======== Listed entries ========
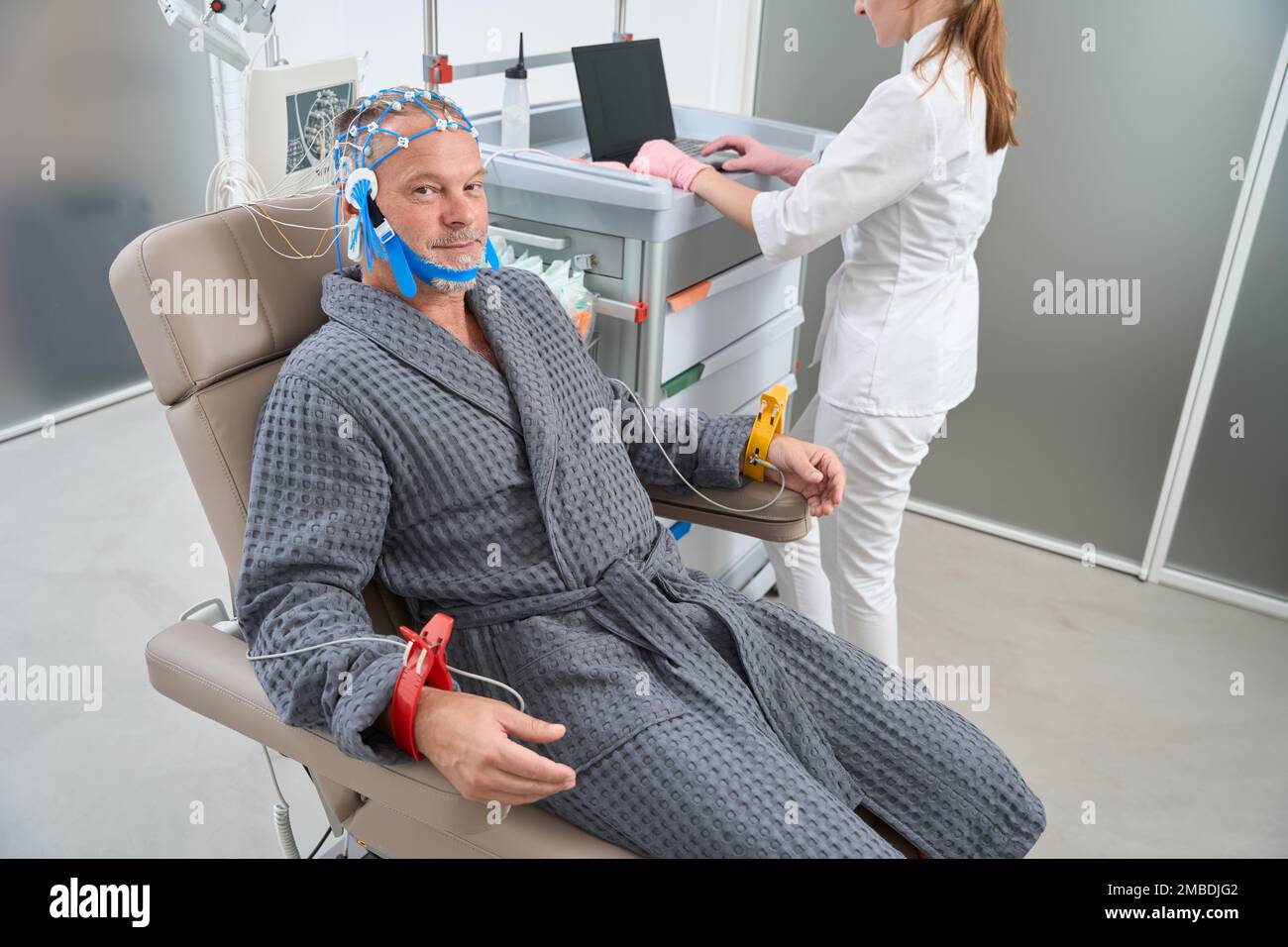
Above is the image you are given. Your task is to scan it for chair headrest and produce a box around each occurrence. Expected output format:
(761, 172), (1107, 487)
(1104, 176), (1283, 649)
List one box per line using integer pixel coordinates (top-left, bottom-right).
(108, 193), (336, 404)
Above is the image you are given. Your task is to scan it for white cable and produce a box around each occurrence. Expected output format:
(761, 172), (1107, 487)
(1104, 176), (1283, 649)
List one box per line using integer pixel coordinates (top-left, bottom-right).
(261, 745), (300, 858)
(608, 376), (787, 513)
(246, 635), (527, 712)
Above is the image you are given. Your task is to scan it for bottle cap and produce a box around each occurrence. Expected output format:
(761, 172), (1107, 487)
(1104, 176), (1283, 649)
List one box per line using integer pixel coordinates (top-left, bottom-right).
(505, 34), (528, 78)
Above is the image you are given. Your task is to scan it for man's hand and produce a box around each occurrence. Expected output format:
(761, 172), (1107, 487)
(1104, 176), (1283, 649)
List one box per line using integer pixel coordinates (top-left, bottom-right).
(765, 434), (845, 517)
(413, 686), (577, 805)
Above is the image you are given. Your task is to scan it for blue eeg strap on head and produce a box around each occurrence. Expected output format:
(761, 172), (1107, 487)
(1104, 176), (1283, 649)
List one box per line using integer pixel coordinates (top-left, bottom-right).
(331, 89), (501, 299)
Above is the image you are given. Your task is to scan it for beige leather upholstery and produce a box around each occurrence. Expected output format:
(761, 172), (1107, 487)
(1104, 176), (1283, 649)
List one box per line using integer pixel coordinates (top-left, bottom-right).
(110, 197), (808, 857)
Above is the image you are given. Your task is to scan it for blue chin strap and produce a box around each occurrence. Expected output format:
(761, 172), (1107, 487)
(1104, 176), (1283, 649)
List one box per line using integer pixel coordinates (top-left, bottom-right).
(368, 200), (501, 299)
(332, 87), (501, 299)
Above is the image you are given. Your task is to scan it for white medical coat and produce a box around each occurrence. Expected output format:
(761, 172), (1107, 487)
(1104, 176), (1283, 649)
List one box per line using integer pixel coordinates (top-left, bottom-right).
(751, 20), (1006, 417)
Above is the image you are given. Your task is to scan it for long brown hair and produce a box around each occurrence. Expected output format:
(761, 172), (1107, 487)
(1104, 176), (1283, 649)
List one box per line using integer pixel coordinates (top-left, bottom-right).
(912, 0), (1020, 155)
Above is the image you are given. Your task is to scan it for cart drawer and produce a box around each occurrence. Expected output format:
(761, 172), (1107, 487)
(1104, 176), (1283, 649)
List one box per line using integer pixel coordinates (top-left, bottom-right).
(662, 257), (802, 378)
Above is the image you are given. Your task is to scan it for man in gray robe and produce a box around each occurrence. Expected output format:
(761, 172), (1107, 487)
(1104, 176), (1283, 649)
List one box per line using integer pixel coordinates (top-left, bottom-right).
(237, 86), (1046, 858)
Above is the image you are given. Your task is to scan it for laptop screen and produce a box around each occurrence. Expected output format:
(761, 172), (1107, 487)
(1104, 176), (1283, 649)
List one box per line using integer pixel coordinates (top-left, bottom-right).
(572, 39), (675, 163)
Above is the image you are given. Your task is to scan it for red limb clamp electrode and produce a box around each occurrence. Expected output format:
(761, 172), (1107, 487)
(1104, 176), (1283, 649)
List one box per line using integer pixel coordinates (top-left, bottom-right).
(389, 612), (452, 760)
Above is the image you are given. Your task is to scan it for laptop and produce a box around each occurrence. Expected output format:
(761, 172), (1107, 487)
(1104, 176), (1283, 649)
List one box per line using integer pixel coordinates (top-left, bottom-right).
(572, 39), (738, 168)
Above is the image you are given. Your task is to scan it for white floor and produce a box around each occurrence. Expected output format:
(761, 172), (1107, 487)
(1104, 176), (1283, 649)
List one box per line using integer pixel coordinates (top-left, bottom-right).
(0, 393), (1288, 857)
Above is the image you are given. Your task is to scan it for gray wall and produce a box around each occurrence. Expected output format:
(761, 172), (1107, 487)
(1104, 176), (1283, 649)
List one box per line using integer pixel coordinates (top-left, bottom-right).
(1167, 124), (1288, 599)
(0, 0), (218, 430)
(756, 0), (1288, 562)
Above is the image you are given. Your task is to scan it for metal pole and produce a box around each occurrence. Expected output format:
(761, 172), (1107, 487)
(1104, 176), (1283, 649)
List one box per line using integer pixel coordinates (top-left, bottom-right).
(613, 0), (626, 43)
(425, 0), (438, 91)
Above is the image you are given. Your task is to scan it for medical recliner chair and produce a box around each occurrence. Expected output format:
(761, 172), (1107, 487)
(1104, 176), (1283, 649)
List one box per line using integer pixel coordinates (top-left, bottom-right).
(110, 196), (808, 858)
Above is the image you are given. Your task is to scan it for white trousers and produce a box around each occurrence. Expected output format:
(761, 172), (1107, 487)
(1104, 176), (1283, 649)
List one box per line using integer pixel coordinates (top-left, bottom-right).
(765, 395), (944, 668)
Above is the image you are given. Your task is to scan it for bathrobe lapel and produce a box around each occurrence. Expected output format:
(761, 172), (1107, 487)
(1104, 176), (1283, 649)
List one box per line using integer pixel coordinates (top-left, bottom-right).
(322, 269), (559, 513)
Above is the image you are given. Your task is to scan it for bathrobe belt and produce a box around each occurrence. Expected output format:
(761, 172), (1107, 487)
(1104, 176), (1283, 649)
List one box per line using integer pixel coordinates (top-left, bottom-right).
(443, 523), (867, 808)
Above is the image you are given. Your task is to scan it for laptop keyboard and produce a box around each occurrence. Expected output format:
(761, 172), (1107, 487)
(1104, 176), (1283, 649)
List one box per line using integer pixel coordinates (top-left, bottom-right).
(671, 138), (707, 158)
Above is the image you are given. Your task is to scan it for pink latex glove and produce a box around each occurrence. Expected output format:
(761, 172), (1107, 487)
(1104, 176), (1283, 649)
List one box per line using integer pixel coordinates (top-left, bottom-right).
========
**What is needed:**
Can you express everything from the line containing "for bathrobe lapel" down to the line containing "(671, 138), (707, 158)", both included, as a JSON list of strings with one string per line and blank lines left out?

**The response:**
[
  "Above is the image you are given. Your task is to scan it for bathrobe lapel and produce a box around each occurrence. Expected output format:",
  "(761, 172), (1107, 487)",
  "(1104, 176), (1283, 649)",
  "List one box per line using integer pixel coordinates (top-left, bottom-right).",
  "(322, 269), (559, 513)",
  "Above is the image you are given. Your task is to scan it for bathrobe belt and produce a box around each occurrence. Expected output format:",
  "(761, 172), (1107, 487)",
  "(1104, 176), (1283, 649)",
  "List one box per line using integer pixel coordinates (top-left, bottom-right).",
  "(443, 523), (867, 808)",
  "Above is the image you are given. Your task is to scan it for laptop keyboard and produce a box around each occurrence. Expected output format:",
  "(761, 172), (1107, 487)",
  "(1104, 176), (1283, 649)",
  "List one box per line using integer pixel coordinates (top-left, bottom-right).",
  "(671, 138), (707, 158)"
]